Dataset records ::
┌──
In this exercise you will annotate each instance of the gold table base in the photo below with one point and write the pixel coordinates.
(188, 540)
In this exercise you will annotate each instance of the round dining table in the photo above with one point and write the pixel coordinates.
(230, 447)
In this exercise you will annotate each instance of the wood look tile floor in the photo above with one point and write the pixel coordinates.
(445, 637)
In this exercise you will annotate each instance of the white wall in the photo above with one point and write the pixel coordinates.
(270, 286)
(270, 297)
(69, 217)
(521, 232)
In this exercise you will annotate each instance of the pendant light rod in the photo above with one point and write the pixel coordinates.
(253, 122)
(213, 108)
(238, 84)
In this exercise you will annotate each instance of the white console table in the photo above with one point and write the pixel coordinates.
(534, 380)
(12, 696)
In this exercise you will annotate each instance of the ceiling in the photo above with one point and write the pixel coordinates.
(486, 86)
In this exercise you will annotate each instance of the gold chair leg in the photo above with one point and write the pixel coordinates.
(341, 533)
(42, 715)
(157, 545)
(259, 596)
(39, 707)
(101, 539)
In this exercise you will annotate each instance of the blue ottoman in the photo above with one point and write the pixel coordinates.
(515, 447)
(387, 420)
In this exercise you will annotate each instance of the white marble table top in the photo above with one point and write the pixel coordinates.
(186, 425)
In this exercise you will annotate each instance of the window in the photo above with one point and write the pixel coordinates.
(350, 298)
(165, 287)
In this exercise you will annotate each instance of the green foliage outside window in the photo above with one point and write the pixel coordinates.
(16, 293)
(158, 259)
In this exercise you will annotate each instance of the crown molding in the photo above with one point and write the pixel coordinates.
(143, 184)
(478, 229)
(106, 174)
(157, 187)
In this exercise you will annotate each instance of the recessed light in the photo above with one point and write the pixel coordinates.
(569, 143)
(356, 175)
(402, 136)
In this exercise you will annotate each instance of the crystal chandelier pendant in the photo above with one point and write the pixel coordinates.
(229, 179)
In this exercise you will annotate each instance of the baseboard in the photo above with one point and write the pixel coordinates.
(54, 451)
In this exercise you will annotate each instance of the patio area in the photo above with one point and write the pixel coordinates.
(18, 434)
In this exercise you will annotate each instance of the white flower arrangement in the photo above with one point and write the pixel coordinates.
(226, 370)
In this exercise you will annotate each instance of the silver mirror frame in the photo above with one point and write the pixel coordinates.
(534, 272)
└──
┌──
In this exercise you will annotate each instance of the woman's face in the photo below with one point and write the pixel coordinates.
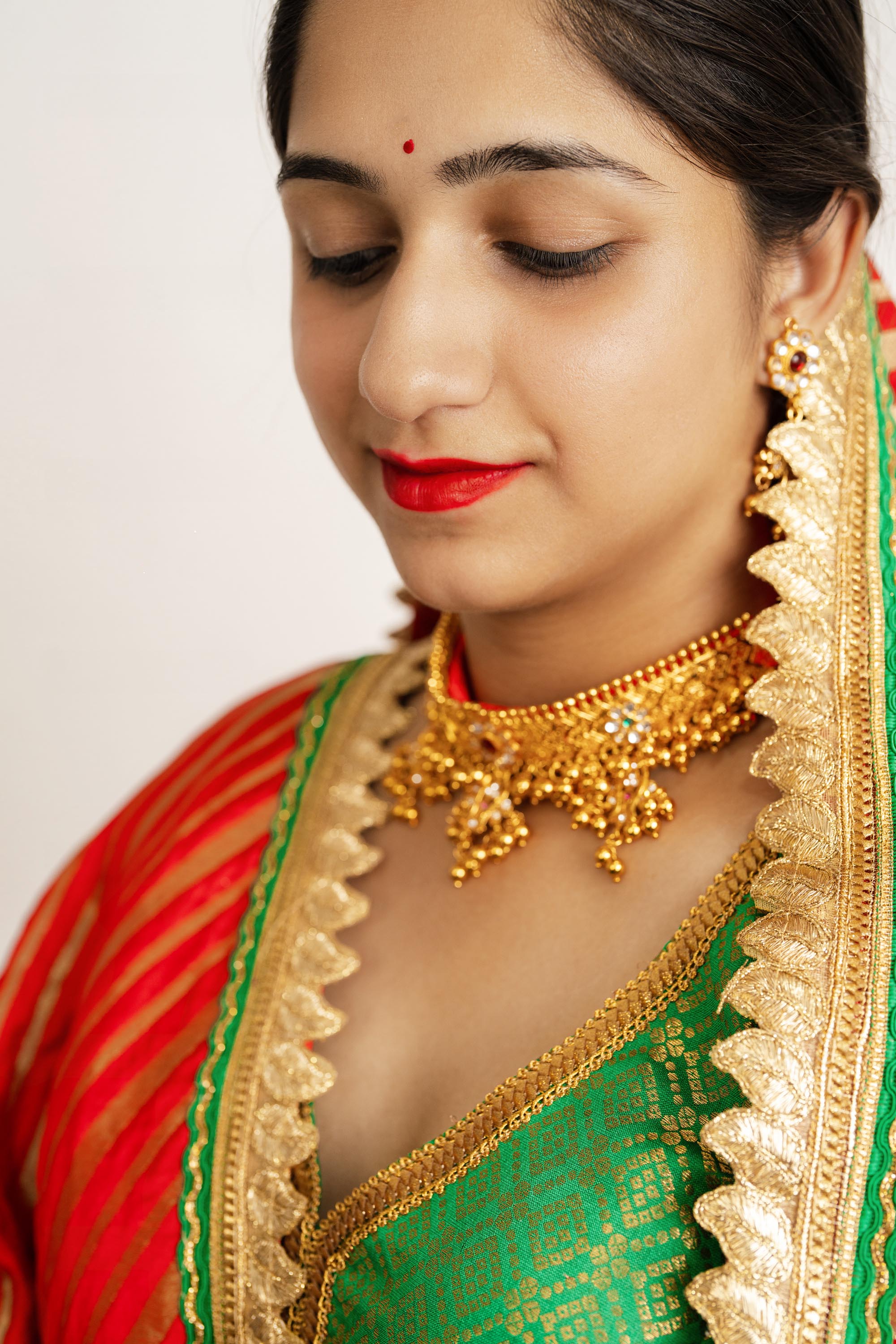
└──
Task brief :: Please list each line in the entries above that contains the word "light", copying every such line in full.

Task solution ::
In this exercise you will annotate each instance of the pendant light rod in the photo above with one point and write the pixel coordinates.
In this exercise you will annotate each instance of the recessed light in the photo above with one point and write the pixel coordinates.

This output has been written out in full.